> [EXERCISE INPUT]:
★ ★ ★ ★ ★ ★ ★

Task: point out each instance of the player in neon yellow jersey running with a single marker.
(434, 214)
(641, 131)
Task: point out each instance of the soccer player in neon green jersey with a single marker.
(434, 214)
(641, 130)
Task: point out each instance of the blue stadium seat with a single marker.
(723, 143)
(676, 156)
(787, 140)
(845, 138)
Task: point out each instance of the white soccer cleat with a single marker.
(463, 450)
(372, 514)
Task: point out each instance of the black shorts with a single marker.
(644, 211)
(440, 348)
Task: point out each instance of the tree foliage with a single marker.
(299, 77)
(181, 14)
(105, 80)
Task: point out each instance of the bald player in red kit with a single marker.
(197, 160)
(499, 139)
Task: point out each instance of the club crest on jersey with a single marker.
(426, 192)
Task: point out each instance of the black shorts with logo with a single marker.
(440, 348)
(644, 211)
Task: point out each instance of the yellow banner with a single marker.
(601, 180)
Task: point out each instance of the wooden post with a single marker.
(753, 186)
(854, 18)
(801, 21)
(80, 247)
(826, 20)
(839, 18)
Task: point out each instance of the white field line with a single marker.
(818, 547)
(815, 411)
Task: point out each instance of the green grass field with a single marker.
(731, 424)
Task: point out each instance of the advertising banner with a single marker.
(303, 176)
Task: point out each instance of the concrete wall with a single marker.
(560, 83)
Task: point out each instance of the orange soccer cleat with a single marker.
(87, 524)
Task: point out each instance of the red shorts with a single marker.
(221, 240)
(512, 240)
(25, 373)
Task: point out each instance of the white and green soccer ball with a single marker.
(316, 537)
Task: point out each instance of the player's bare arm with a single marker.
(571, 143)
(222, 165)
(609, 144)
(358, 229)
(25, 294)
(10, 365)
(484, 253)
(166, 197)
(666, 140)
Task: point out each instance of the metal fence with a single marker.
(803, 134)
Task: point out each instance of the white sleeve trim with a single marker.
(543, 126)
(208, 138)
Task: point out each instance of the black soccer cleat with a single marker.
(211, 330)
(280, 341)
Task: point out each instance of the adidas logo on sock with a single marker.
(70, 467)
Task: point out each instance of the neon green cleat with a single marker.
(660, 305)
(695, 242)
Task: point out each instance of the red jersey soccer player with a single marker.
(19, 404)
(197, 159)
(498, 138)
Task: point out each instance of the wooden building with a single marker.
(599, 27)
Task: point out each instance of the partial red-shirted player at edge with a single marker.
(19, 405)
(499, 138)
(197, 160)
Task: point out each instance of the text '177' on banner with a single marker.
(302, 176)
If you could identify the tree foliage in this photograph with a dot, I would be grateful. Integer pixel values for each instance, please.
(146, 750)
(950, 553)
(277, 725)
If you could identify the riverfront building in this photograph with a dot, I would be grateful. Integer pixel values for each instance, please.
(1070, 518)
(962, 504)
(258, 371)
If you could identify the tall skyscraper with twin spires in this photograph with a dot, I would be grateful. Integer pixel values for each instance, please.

★ ★ ★ ★ ★ ★ ★

> [YOUR GOAL]:
Please format the listing above as a numbered list, starting at the line containing "Task: point out each instance of the wooden building" and ending at the listing's final line, both included. Leave out any blank lines.

> [FULL ANSWER]:
1. Task: point out each instance of the wooden building with a single marker.
2. (599, 27)
3. Task: point out each instance of the partial red-shirted player at edge with a single marker.
4. (19, 405)
5. (499, 138)
6. (197, 160)
7. Task: point out each instance of the text '177' on banner with a single marker.
8. (302, 176)
9. If you could identify the tree foliage in this photograph with a dot, I would be grateful. Integer pixel values for each instance, please.
10. (146, 750)
11. (950, 553)
12. (277, 725)
13. If you could identify the riverfront building in this photograph with a dot, I would be grateful. Integer pixel values for each instance, please.
14. (1070, 518)
15. (962, 504)
16. (258, 371)
17. If you could identify the tall skyscraper with twin spires in this photograph with a dot, I would be grateful. Integer pixel values for each instance, please.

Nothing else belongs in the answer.